+++ Information supplied
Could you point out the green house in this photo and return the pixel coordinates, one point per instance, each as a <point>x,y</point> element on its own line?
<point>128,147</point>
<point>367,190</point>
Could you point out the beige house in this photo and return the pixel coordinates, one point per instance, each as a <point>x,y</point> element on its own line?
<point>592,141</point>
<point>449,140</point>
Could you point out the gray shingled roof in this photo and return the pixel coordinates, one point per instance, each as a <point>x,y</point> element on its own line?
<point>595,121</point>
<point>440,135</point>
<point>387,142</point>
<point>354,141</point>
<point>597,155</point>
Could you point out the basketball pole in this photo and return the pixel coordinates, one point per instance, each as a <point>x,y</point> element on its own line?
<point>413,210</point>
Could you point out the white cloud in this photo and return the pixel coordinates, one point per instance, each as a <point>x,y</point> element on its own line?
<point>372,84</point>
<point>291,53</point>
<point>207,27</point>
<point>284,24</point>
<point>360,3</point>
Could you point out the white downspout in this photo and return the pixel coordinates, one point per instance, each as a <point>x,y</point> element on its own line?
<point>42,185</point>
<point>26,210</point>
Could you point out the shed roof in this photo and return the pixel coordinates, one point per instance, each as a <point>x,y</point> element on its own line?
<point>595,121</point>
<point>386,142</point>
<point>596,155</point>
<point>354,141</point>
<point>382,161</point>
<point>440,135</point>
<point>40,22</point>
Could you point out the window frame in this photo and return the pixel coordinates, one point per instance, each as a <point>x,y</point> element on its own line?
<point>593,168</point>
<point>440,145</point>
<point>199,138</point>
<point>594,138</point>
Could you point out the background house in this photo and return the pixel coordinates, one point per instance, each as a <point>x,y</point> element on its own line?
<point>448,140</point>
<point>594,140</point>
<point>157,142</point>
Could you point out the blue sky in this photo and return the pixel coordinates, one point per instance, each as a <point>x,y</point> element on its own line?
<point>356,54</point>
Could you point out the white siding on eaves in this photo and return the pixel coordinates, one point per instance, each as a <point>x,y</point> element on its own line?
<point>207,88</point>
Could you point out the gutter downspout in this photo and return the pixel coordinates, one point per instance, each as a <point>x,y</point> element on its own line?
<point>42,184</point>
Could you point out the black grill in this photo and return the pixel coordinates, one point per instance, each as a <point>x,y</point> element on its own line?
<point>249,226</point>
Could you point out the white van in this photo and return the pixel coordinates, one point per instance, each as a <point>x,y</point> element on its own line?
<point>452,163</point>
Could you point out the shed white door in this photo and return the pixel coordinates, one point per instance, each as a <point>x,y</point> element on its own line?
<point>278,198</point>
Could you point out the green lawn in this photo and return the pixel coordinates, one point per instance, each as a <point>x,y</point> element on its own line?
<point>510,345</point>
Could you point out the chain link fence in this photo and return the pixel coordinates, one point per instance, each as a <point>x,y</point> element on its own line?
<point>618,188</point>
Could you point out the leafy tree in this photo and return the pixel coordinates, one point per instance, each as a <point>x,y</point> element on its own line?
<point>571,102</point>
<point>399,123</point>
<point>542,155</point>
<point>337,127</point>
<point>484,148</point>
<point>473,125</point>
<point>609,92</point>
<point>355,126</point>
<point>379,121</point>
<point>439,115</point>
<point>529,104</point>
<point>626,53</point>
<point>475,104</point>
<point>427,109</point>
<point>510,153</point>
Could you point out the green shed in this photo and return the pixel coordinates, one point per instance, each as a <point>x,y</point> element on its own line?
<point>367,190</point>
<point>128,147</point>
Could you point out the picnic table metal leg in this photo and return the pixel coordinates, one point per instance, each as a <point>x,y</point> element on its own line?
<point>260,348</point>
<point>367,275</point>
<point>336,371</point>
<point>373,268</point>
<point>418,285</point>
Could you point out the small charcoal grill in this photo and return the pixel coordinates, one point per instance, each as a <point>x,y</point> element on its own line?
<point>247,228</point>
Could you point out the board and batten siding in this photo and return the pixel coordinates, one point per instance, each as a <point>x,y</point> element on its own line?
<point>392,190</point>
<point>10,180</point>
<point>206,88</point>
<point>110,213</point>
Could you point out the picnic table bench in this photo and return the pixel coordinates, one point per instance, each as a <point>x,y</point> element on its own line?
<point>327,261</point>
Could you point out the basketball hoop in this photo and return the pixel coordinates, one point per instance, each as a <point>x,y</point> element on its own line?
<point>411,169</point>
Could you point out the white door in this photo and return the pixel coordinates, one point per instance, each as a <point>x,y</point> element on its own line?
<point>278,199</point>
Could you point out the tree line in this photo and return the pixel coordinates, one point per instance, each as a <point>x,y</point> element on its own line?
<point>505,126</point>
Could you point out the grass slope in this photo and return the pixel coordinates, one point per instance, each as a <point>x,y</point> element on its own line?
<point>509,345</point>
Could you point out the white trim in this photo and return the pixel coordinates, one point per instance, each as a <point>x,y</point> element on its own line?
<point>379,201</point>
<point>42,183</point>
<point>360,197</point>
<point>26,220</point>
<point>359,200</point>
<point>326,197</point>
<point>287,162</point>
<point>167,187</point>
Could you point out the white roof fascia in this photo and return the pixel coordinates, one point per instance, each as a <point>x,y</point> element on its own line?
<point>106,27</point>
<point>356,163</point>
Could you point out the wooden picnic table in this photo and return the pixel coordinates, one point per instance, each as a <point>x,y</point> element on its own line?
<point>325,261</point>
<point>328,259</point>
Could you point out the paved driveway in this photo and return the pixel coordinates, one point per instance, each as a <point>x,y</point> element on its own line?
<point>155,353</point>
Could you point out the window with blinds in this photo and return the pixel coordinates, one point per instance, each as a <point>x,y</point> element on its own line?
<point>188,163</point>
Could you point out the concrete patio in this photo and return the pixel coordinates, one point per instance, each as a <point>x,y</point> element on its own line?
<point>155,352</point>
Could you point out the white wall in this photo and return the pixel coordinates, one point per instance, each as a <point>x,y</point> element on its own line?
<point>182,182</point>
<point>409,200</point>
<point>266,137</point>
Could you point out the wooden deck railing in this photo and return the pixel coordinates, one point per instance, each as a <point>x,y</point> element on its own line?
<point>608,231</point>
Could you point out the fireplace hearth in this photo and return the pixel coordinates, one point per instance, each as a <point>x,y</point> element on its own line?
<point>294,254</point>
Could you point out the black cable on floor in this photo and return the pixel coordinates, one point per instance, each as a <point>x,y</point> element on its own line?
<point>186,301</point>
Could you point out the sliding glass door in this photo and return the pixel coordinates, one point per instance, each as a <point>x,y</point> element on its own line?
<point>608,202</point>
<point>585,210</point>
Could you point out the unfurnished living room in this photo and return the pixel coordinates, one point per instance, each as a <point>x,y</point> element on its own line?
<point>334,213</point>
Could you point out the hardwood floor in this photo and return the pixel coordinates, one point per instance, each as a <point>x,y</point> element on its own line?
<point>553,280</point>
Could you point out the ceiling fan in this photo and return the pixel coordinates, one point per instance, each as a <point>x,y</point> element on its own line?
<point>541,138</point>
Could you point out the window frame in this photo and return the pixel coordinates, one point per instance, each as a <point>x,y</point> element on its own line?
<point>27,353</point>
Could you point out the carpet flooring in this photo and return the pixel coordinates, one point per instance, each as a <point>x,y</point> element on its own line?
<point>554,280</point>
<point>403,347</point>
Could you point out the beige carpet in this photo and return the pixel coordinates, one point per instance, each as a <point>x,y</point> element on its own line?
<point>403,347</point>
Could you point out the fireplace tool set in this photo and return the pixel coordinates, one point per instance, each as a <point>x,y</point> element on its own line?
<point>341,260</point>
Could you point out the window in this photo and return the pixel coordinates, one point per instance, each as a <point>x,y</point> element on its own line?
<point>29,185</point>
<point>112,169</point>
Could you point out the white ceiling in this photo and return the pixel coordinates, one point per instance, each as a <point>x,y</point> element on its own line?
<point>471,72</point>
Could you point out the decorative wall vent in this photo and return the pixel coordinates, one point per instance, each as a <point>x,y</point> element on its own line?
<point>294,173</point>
++++++
Problem
Rewrite the rows from the line with "Could you point out the wooden deck" up to and including the line with "<point>608,231</point>", replacing "wooden" with "metal" and keeping everything else the same.

Correct answer
Could you point out the metal deck railing in this photo and return the pixel coordinates, one point per instance, each as a <point>x,y</point> element on its own line?
<point>608,231</point>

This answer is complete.